**EXERCICES**:
A. Selon le document source, qui a composé la musique du spectacle The Merchants of Bollywood ?
B. Prolongez le reportage sur les coulisses du spectacle The Merchants of Bollywood à Beiteddine, en reprenant après sa dernière phrase.
##### DOCUMENT SOURCE
Pour son spectacle inaugural, Beiteddine Art Festival a présenté, durant deux soirées consécutives, le spectacle The Merchants of Bollywood. Magazine vous invite à découvrir cette fenêtre ouverte sur l’Inde à travers une exploration exclusive des coulisses.
Dans la cour du palais de Beiteddine, les préparatifs de dernière minute, le sentiment d’un renouveau, même puisé dans le quotidien d’un geste annuel tant de fois répété, et le silence de la montagne que perce, dynamique et vibrante, la musique qui jaillit de l’intérieur du palais. La musique, composée par Salim et Sulaiman Merchant, a ses rythmes, rythmiques et sonorités distinctifs de l’Inde. L’espace de quelques jours, Beiteddine s’est paré de l’apparat de Bollywood.
Décontractés, à l’aise, en habits de ville, survêtements et chemises amples, les acteurs, danseurs et chanteurs, toute l’équipe se prête au jeu. A la fois ouverts, malléables et pourtant respectueux de l’emploi du temps, de l’agenda, des moments impartis à chaque répétition, à chaque étape d’un processus qu’ils connaissent depuis longtemps, depuis des années, depuis presque 2005 que le spectacle a été créé, avant d’effectuer une tournée mondiale, d’Australie, en passant par la France, l’Angleterre, l’Espagne, l’Allemagne, la Chine… pour atterrir, presque dix ans plus tard, au Liban, à la demande du comité de Beiteddine Art Festival. Présenter le spectacle à l’intérieur d’un palais, à la montagne, dans une arène en plein air, c’est une première pour la compagnie The Merchants of Bollywood.
##########
##### DONNÉES ENREGISTRÉES
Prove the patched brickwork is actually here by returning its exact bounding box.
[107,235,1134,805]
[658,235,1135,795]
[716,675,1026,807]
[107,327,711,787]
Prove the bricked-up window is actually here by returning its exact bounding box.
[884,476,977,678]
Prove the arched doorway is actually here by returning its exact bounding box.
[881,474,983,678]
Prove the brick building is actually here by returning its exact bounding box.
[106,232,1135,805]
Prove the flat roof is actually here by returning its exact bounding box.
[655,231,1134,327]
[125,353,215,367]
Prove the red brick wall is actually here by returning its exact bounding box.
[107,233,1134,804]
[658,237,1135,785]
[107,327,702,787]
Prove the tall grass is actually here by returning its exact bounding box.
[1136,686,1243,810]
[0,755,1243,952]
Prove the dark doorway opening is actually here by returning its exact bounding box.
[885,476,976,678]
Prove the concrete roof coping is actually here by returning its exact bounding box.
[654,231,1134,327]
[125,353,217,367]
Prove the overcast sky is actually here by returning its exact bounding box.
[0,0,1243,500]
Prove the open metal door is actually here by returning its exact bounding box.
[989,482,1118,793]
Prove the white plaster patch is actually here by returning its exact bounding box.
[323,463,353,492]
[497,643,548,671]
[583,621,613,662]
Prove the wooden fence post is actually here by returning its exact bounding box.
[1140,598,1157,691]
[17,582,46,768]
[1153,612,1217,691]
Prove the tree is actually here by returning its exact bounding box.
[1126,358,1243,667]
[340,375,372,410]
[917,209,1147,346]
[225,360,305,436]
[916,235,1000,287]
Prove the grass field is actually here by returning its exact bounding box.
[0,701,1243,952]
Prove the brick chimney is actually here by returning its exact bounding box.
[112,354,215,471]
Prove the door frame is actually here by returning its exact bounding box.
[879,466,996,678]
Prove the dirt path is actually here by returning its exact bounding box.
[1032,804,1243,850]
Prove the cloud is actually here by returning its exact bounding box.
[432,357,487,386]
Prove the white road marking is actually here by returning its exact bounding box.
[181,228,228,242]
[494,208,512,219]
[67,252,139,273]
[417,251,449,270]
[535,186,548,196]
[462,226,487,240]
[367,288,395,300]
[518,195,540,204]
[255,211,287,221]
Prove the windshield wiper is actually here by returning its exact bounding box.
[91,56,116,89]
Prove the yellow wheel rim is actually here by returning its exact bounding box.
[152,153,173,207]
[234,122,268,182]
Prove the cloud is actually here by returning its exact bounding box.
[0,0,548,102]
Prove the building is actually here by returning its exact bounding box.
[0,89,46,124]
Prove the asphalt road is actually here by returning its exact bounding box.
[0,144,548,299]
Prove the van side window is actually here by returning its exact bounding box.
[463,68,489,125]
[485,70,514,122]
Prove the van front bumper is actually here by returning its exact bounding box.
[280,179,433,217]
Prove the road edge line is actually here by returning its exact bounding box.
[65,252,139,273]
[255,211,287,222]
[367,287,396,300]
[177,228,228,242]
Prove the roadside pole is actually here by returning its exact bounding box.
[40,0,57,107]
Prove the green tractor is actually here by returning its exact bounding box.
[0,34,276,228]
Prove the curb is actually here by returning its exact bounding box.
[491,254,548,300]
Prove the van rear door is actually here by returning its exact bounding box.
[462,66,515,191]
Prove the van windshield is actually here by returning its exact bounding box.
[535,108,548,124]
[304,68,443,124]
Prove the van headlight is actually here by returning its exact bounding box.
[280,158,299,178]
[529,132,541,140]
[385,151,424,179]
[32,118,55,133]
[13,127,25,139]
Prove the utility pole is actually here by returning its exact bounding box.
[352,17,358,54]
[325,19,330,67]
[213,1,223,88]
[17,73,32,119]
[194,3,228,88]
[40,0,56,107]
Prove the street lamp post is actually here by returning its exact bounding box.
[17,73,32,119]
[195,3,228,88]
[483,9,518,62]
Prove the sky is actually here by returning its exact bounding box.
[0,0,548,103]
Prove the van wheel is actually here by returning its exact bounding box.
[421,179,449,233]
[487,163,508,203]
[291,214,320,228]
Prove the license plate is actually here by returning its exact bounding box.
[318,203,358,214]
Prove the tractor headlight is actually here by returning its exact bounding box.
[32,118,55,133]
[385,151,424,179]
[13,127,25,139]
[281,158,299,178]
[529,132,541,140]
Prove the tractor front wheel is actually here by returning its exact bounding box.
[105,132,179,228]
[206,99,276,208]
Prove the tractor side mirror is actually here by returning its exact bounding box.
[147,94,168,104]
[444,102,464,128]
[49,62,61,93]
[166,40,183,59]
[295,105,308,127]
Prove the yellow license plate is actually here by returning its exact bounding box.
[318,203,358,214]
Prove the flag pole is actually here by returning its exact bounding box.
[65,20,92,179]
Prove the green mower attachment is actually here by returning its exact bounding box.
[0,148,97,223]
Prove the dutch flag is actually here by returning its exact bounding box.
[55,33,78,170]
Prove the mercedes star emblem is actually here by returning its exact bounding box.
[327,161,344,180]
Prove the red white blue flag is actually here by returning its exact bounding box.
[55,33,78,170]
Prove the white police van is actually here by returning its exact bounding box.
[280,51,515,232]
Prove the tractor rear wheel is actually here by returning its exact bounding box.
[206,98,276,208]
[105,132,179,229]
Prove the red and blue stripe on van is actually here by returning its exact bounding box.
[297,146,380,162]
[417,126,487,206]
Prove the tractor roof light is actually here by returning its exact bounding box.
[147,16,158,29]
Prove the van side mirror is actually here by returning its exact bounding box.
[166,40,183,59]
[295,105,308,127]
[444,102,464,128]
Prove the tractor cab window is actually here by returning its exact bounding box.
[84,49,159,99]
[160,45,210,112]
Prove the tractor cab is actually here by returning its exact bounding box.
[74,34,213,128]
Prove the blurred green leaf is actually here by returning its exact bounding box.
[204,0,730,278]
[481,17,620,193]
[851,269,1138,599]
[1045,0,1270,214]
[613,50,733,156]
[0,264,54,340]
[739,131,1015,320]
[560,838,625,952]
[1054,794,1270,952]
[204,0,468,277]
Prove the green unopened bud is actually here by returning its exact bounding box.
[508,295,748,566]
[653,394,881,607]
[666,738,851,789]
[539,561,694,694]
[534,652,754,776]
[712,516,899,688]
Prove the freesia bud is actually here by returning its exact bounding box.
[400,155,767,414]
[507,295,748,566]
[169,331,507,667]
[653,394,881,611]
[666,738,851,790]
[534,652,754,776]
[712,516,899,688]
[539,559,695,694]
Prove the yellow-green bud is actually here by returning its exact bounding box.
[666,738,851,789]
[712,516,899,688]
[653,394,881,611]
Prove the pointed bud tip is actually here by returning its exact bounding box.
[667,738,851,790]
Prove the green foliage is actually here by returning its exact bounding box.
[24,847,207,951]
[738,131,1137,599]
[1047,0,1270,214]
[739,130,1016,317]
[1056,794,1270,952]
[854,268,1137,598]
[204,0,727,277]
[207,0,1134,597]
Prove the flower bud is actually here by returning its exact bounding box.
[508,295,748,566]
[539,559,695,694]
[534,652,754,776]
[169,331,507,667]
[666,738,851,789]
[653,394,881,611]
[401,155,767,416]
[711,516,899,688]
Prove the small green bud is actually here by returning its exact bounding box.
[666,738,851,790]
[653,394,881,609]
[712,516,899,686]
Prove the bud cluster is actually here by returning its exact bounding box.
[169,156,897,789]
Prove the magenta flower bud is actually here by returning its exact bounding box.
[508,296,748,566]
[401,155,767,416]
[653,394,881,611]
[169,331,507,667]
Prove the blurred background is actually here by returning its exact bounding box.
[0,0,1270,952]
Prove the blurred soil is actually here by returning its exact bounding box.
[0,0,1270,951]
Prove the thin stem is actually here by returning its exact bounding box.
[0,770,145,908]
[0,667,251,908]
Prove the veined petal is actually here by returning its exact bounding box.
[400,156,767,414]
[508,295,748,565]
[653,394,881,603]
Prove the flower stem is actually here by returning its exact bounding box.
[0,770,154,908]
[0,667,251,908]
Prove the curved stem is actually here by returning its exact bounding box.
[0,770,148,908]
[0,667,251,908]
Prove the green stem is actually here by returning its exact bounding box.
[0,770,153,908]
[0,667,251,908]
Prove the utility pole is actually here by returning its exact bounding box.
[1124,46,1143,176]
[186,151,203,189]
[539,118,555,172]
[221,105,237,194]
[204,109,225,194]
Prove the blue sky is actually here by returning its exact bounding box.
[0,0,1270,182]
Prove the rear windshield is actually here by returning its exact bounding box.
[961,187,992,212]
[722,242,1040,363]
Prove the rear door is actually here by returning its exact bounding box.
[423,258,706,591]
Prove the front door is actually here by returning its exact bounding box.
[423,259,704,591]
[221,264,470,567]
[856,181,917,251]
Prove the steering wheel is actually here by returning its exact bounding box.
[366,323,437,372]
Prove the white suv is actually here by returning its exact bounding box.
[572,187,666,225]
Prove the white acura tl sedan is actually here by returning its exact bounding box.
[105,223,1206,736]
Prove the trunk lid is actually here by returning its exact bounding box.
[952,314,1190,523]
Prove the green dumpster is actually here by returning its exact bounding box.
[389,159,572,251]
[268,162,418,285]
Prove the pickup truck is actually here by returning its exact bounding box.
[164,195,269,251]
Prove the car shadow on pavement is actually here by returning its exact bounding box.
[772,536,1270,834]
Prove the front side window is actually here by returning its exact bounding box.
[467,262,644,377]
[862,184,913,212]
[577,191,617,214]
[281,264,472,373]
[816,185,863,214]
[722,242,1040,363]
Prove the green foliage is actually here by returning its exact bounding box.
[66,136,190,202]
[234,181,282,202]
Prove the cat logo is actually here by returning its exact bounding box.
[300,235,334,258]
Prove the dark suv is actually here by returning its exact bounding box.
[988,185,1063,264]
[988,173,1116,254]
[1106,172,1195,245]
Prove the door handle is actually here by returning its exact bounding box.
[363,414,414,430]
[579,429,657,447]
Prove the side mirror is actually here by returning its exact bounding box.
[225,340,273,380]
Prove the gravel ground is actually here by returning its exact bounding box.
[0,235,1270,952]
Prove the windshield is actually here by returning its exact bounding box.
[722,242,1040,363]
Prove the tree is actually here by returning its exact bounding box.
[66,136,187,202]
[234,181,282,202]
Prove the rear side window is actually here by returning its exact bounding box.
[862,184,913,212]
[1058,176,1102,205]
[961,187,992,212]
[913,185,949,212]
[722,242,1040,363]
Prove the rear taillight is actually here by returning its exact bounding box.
##########
**CORRIGÉS**:
A. Salim et Sulaiman Merchant.

B.
Magazine s’est introduit dans les coulisses de cette grosse production, comme pour un «making of», dans un esprit d’observation affûté, à la quête d’un signe annonciateur d’une culture rêvée, imaginée, fantasmée, porteuse d’une histoire millénaire et souvent victime de préjugés, qui se déclinent à travers un mot, un simple mot, ce Bollywood, né d’un jargon linguistique, d’un mix entre Bombay et Hollywood et qui, pourtant, comme l’affirme l’acteur Arif Zakaria, est plus profond et complexe que ce que le mot suggère.
Derrière la scène, tendue de part et d’autre de draps noirs, les coulisses s’ouvrent. Tout un monde à la fois envoûtant et simple. A l’extérieur, en plein air, un espace aménagé pour les danseurs et comédiens, et pour les acteurs principaux, les loges se situent à l’intérieur du palais; Carol Furtado, qui campe le personnage d’Ayesha, Denzil Smith celui de Shantilal Merchant, Arif Zakaria, qui se glisse dans plusieurs rôles, et Sushant Pujari, qui incarne Uday, l’amoureux d’Ayesha. Produit par Mark Brody, écrit et dirigé par Toby Gough et chorégraphié par Vaibhavi Merchant, le spectacle est un mélange d’histoire vraie et de fiction: une histoire familiale étroitement liée à Bollywood qui met, face à face, Shri Hiralal, chorégraphe légendaire de films classiques des années 50 et 60, et sa petite-fille, Vaibhavi, qui décide de tracer sa propre voie à Bollywood.
Bollywood, là-bas et ici
Sur des cintres improvisés, tour à tour dans la chaleur et la fraîcheur de la montagne, les costumes s’étalent à perte de vue, colorés, bariolés, des étoffes brillantes et lumineuses, fuchsia, orange, jaune, bleu, vert… Accolés les uns aux autres, dans un ordre insaisissable à l’œil nu, à un œil étranger. Pourtant, il y a comme un sentiment de familiarité, une sorte de déjà-vu, ou un semblant de vécu; à Bourj Hammoud, à Dora, à Souk el-ahad, dans les souks du pays, ces mêmes étals à perte de regard, dans un ailleurs si près de nous, et pourtant inconnu, méconnu, mal connu.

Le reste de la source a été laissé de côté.